→ Given problem a: Copy out every line of the entries that contains "column".

→ Text excerpt:

────────────────

Civil 3D Users must perform the actual connection tasks and the internal project management work.
A Managed Dynamic Model must be a functional and daily reality for users.
The project management work effectively depends on people that understand and prioritize this project management work.
It is way too easy to lose our perspective and sense of priority inside a working project.

The Civil 3D Implementation Project

To effectively test Civil 3D project functionality, we need known Feature data to examine and test our Style tools and the processes (workflows) all the way to our final delivery endpoints.

A Civil 3D implementation project has a Feature centric structure often built around the major Collector Features employed in the project. Yes. That means there are types of projects and/or subprojects if you prefer.

The project structure must recognize Existing conditions, multiple potential Proposed design conditions, and submitted or published conditions.
It must be able to adapt to Managed Dynamic Model changes – changes of State.

The structure itself must contain and track data going in and published Feature data coming out by known methods users can see inside and outside of the software.

Both inside and outside of Civil 3D, the names of the many parts of the project structure are our best management tools.

Identify and Track Feature Limitations

All development and design work, including Civil 3D implementation, is a work in progress.

  • The Civil 3D Features are not perfect.
    Current Civil 3D Feature capabilities and limitations must be assessed.
  • Do we study the known Feature limitations that may affect our work?
  • Do we search out work-arounds before the limitations become a crisis?
  • Do we reassess after new Releases, Updates, or other enhancements?
  • Do our old expectations generate false limitations?
    This final form of Assumption happens to the Civil 3D expert and novice alike.

Due to the object-oriented methodology in which Civil 3D is developed and maintained, our access to the Features and our ability to affect their output is very consistent. The Civil 3D Features and the Civil 3D object model does change, but how the Feature works and how we can get at them cannot be significantly changed without undermining the previous programming work.
We can bet and bear witness to that happens rarely.
Programmers are people too.

Features Are Not People

We can love or hate them, but Civil 3D Features are not people.

  • Features don’t care if they are understood.
  • Features don’t mind being objectified.
  • All Features suffer from the worst form of Autism.
    They try to swallow what we feed them like great white sharks.
  • Features remorselessly reject what they do not understand
    even if the data makes perfect sense to us.
  • If we feed them in the wrong order or push them too quickly
    Feature will reject us and that may wreck our day.
  • Civil 3D Features don’t care much about their personal hygiene nor
    how that reflects on us.

Civil 3D Feature Property Fundamentals

Civil 3D Feature property fundamentals are in every civil engineering and survey project’s critical path. Feature Properties define the Civil 3D data behind.

  • Civil 3D training must include the care and feeding of each Feature.
  • Almost all Features have properties that can only be set on creation.
  • Every Feature has properties that can be changed later.
  • If yours is a larger organization, assign the learning and delivery tasks to different Civil 3D Feature mission specialists.

The subtle, identifiable, and nuanced differences between the two distinct sets of properties are vitally important to understand and communicate. Note that many Civil 3D updates and improvements make previously fixed on-create properties into unfixed and changeable properties.

Looks Don’t Matter to Features

All Civil 3D Feature representations and their annotations are abstracted to named Style and Label Style references.

────────────────

→ Data shown:
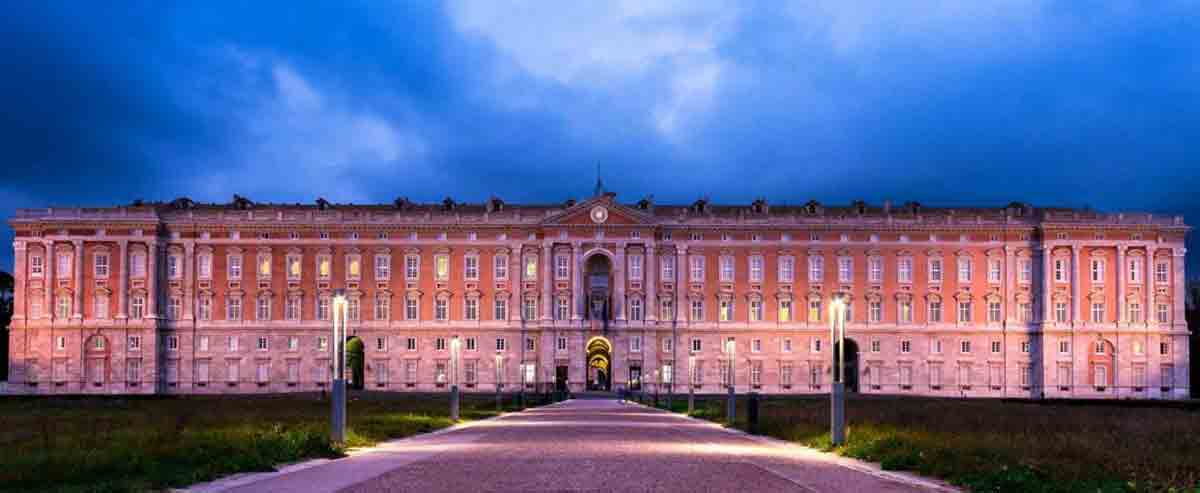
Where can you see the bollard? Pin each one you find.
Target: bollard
(731, 407)
(454, 403)
(753, 414)
(337, 421)
(838, 414)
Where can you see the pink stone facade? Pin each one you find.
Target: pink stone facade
(185, 298)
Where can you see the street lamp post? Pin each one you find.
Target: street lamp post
(731, 406)
(337, 419)
(838, 390)
(499, 382)
(454, 378)
(691, 386)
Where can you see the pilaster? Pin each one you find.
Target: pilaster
(651, 280)
(77, 313)
(123, 284)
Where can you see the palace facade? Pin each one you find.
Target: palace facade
(187, 298)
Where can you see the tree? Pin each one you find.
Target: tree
(6, 286)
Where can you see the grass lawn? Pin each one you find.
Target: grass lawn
(118, 444)
(989, 445)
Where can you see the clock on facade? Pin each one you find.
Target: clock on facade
(599, 214)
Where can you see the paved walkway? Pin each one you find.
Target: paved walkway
(588, 445)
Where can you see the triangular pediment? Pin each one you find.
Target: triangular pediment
(613, 214)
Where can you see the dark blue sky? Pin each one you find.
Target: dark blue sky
(975, 102)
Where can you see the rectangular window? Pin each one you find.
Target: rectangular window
(101, 265)
(383, 268)
(531, 308)
(531, 268)
(411, 308)
(994, 270)
(904, 270)
(234, 270)
(697, 268)
(786, 269)
(383, 307)
(471, 268)
(667, 268)
(816, 269)
(501, 268)
(994, 314)
(905, 311)
(292, 308)
(726, 269)
(324, 268)
(935, 312)
(501, 310)
(845, 269)
(101, 307)
(442, 268)
(442, 310)
(935, 270)
(471, 308)
(726, 311)
(264, 308)
(35, 266)
(755, 311)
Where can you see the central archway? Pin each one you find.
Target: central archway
(599, 364)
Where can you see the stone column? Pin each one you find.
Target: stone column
(1075, 302)
(1179, 292)
(1047, 284)
(577, 301)
(651, 280)
(187, 266)
(679, 282)
(618, 280)
(48, 266)
(18, 286)
(1009, 284)
(547, 252)
(153, 278)
(1122, 313)
(123, 282)
(78, 280)
(1149, 277)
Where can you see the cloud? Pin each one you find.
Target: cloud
(317, 132)
(615, 49)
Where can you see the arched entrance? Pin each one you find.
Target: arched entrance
(354, 362)
(851, 359)
(599, 299)
(599, 364)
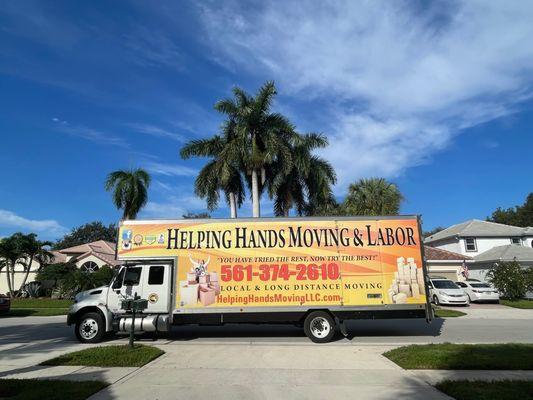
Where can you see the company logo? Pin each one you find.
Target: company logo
(126, 239)
(137, 239)
(150, 239)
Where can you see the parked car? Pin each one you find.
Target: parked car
(5, 304)
(479, 291)
(445, 291)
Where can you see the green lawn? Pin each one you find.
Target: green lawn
(36, 389)
(480, 390)
(442, 313)
(109, 356)
(43, 307)
(35, 312)
(522, 303)
(463, 356)
(40, 303)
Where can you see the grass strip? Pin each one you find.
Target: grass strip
(35, 312)
(522, 303)
(445, 313)
(483, 390)
(41, 389)
(109, 356)
(40, 303)
(464, 356)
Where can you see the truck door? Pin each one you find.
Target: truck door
(156, 283)
(127, 283)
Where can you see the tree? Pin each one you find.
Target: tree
(511, 279)
(87, 233)
(517, 216)
(221, 173)
(191, 215)
(130, 190)
(373, 196)
(260, 138)
(33, 249)
(307, 186)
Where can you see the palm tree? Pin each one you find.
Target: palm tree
(11, 253)
(130, 190)
(261, 138)
(308, 183)
(373, 196)
(33, 249)
(221, 173)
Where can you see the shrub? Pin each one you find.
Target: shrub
(511, 279)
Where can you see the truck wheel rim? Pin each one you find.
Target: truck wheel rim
(89, 328)
(320, 327)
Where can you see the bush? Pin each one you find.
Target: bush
(511, 279)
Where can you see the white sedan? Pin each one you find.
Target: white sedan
(479, 291)
(444, 291)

────────────────

→ Given problem b: List the section headings that appear in the Civil 3D excerpt.

→ Task response a:
Where can you see the stone column? Pin each one you find.
Target: stone column

→ Task response b:
The Civil 3D Implementation Project
Identify and Track Feature Limitations
Features Are Not People
Civil 3D Feature Property Fundamentals
Looks Don’t Matter to Features